** TASK TO COMPLETE **
Revise the records below so that every "identify" becomes "locate" and nothing else changes. Leave the pictures out of your answer.

[Region annotation entries]
......
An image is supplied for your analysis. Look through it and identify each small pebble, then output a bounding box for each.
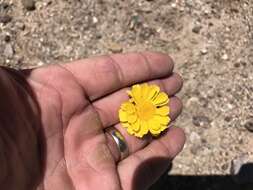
[192,115,211,127]
[192,25,202,34]
[4,35,11,43]
[22,0,36,11]
[200,48,207,55]
[221,54,228,60]
[4,44,14,58]
[0,15,12,24]
[107,42,123,53]
[171,3,177,8]
[244,118,253,132]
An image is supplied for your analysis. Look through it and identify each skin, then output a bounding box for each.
[0,52,185,190]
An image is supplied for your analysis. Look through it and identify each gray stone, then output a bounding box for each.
[244,118,253,132]
[0,15,12,24]
[22,0,36,11]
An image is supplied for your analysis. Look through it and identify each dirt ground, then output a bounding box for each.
[0,0,253,190]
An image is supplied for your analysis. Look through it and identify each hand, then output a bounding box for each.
[5,52,185,190]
......
** ANSWER IN FULL **
An image is supplied for your analysis. Look through it and locate each small pebble, then output a bounding box for each.
[192,115,211,127]
[192,25,202,34]
[4,35,11,43]
[22,0,36,11]
[200,48,207,55]
[221,54,228,60]
[4,44,14,58]
[0,15,12,24]
[107,42,123,53]
[171,3,177,8]
[244,118,253,132]
An image is supplied for your analysis. Look through it and locate each skin, then output a bounding box for each.
[0,52,185,190]
An image is supplied for your analysis. Look through it and locate each gray stone, then output a bounding box for each.
[244,118,253,132]
[0,15,12,24]
[22,0,36,11]
An image is supplied for your analysis. Look through it and locate each dirt ground, then output a bounding box for each.
[0,0,253,190]
An image is supplied for your analysis. Look through it and locate each hand, then output a bounding box for each.
[5,52,185,190]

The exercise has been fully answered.